INFORMATION SUPPLIED

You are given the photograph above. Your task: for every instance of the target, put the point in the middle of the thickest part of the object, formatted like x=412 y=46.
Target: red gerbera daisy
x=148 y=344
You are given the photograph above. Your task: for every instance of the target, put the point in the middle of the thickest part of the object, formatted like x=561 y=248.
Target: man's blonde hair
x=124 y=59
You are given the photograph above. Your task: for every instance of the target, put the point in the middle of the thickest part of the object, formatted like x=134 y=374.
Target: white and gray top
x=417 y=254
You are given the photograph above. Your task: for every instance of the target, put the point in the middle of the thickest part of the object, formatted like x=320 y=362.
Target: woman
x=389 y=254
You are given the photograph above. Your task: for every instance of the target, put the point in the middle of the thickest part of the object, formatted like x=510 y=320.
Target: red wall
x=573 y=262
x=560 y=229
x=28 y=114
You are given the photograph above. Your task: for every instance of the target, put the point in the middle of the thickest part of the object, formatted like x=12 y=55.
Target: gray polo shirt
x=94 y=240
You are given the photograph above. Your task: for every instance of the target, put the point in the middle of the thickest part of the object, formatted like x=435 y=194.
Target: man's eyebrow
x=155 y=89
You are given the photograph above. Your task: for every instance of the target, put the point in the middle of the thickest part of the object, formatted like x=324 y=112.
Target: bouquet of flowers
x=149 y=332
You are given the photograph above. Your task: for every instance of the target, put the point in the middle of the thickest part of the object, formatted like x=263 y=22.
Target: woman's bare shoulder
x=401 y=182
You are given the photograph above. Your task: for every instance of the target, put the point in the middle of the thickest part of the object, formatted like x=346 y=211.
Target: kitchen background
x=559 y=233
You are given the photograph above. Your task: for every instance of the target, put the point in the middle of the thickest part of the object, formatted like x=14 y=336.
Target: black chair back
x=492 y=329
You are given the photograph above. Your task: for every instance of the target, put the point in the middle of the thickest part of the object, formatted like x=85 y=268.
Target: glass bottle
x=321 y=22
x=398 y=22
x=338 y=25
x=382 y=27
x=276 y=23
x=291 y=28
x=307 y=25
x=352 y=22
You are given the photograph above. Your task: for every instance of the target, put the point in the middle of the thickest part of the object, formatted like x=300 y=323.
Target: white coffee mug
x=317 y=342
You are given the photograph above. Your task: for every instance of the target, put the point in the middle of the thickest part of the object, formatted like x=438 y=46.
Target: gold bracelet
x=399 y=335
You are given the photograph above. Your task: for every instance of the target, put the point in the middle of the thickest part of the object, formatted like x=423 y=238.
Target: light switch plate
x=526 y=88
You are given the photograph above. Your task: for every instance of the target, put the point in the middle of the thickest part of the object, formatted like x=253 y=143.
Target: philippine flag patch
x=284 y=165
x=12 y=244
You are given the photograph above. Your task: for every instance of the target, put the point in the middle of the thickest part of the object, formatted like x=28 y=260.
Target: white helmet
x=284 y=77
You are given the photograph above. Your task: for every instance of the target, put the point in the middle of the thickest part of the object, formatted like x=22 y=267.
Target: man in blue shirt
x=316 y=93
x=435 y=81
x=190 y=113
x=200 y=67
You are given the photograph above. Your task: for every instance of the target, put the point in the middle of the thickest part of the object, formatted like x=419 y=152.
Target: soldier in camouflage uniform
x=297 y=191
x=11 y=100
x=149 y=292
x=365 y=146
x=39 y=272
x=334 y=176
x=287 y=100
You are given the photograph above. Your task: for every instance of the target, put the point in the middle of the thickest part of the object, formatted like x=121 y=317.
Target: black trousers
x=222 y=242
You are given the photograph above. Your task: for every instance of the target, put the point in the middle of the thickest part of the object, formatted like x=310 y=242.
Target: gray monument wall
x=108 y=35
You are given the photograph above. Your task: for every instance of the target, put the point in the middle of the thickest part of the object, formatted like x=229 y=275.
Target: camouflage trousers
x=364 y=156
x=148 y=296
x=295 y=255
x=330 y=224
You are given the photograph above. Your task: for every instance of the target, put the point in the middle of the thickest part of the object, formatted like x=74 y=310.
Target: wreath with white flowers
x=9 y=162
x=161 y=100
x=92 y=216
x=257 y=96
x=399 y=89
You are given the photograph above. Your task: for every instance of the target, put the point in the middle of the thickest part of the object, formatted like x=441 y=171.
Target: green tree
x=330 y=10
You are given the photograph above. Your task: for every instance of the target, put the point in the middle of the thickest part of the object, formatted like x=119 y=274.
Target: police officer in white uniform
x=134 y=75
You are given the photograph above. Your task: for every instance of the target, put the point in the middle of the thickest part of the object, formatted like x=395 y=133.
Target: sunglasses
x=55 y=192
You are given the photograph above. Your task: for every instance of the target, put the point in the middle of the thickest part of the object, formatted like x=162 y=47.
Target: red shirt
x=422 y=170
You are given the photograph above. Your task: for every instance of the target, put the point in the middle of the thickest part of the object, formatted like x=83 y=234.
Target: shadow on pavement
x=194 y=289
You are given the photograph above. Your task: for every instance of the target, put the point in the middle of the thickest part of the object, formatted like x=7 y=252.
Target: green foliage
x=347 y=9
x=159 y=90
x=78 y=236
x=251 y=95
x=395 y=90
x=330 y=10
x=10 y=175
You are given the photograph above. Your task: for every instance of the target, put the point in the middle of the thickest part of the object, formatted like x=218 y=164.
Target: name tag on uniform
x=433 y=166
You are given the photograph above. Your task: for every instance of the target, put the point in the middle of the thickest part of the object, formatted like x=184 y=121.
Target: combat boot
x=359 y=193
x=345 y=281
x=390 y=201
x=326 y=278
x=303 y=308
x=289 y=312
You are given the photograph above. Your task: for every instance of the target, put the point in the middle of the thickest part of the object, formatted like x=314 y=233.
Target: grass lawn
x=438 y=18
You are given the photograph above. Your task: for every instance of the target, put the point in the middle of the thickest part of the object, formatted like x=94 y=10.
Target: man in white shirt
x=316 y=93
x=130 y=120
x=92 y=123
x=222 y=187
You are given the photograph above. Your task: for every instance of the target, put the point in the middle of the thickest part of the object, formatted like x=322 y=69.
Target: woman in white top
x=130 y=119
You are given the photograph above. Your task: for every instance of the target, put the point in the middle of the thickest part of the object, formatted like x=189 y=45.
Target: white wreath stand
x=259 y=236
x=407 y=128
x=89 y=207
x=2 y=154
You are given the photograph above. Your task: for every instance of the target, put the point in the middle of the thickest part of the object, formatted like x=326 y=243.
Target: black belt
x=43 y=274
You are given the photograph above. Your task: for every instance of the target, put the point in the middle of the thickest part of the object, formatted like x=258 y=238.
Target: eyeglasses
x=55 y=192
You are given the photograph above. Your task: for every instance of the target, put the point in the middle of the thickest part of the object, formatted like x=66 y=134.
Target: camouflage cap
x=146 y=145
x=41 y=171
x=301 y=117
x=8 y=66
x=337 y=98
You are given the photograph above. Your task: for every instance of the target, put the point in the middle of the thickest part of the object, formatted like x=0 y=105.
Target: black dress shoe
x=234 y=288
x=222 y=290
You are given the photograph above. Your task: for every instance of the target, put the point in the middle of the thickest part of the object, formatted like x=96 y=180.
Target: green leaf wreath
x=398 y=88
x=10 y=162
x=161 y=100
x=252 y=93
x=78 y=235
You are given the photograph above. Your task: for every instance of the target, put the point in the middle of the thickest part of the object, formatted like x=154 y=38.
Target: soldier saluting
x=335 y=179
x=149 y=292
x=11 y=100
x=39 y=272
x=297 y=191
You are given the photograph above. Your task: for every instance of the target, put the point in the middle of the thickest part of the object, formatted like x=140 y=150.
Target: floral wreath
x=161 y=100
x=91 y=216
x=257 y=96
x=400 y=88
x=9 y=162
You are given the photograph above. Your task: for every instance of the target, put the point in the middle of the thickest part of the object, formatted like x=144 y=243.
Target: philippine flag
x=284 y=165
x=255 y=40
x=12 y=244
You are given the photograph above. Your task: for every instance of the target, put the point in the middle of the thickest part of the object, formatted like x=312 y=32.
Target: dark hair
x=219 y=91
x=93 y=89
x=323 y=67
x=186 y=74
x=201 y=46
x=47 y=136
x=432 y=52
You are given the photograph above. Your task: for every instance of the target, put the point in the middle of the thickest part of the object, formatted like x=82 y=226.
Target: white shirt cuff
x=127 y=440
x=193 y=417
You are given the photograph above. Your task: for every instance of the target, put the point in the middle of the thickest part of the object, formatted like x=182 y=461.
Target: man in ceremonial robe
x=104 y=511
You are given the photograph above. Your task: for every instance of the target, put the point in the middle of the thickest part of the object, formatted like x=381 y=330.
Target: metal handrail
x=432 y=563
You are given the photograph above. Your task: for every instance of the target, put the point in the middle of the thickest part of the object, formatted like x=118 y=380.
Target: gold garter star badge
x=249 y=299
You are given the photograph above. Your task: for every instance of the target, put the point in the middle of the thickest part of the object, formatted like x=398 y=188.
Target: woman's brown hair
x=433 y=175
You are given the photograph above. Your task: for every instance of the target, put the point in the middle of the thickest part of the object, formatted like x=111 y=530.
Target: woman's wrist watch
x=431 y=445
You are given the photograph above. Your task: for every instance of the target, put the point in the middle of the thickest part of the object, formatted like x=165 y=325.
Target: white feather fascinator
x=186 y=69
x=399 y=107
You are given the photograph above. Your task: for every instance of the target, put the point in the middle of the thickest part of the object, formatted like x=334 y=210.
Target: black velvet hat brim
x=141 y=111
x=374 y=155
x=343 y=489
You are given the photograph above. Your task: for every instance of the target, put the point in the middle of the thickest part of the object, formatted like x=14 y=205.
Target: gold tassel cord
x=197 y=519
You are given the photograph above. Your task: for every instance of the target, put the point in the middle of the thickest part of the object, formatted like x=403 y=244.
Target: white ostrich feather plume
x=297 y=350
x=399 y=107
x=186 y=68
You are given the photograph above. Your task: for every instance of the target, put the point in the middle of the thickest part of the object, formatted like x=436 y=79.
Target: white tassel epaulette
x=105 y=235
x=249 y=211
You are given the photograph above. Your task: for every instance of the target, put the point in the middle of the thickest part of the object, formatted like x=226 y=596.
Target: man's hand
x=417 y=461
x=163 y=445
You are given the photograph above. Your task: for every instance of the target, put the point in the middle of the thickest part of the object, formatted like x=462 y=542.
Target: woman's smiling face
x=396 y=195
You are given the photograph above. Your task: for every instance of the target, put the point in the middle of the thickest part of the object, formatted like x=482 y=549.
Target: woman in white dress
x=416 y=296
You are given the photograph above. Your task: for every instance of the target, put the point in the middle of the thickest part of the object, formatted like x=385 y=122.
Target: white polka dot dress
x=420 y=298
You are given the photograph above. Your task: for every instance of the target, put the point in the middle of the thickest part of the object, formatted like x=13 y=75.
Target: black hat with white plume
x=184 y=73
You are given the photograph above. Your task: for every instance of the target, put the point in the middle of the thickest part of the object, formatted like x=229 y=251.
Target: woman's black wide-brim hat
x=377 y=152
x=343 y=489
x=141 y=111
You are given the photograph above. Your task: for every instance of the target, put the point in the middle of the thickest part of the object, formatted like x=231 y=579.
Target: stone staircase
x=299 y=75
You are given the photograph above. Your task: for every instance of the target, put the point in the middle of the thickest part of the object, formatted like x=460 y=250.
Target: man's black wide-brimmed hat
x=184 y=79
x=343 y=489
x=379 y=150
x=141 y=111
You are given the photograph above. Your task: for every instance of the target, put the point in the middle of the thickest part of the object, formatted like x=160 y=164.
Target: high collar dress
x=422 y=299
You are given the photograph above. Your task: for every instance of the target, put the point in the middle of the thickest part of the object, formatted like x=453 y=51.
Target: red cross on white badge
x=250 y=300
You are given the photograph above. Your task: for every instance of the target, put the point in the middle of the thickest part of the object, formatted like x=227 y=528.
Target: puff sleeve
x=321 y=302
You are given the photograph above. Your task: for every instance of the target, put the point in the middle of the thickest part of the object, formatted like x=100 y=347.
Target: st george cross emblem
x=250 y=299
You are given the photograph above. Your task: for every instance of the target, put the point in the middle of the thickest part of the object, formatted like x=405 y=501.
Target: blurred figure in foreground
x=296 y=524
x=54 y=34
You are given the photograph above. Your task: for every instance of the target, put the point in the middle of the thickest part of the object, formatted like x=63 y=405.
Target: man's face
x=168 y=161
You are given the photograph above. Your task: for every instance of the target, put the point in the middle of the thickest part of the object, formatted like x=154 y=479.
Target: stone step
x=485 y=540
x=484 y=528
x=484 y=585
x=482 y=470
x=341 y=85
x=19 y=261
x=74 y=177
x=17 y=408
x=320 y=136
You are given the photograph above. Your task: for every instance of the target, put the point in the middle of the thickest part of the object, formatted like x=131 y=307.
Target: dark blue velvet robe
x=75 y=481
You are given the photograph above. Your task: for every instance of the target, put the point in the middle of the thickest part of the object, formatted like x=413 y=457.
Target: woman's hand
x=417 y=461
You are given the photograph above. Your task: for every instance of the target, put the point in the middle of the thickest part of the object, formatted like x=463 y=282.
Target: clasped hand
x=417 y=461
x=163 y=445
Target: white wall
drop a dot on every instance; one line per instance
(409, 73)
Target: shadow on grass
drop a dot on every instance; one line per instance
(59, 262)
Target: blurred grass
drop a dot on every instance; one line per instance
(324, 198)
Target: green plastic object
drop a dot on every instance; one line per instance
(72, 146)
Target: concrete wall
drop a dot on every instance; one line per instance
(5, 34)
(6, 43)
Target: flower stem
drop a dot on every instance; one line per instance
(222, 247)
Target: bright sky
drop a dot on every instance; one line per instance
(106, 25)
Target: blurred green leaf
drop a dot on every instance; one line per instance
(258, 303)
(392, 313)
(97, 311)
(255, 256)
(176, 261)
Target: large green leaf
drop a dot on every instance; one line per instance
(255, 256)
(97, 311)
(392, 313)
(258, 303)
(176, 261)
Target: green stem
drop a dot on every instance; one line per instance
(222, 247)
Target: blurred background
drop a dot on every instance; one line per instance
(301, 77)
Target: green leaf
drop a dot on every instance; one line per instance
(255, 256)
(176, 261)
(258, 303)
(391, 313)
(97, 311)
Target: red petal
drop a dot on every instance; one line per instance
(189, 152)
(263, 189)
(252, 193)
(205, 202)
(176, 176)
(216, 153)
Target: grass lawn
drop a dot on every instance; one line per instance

REQUIRED WORK
In the data above, how many lines include the word "stem"? Answer with the number only.

SOLUTION FOR THIS PROBLEM
2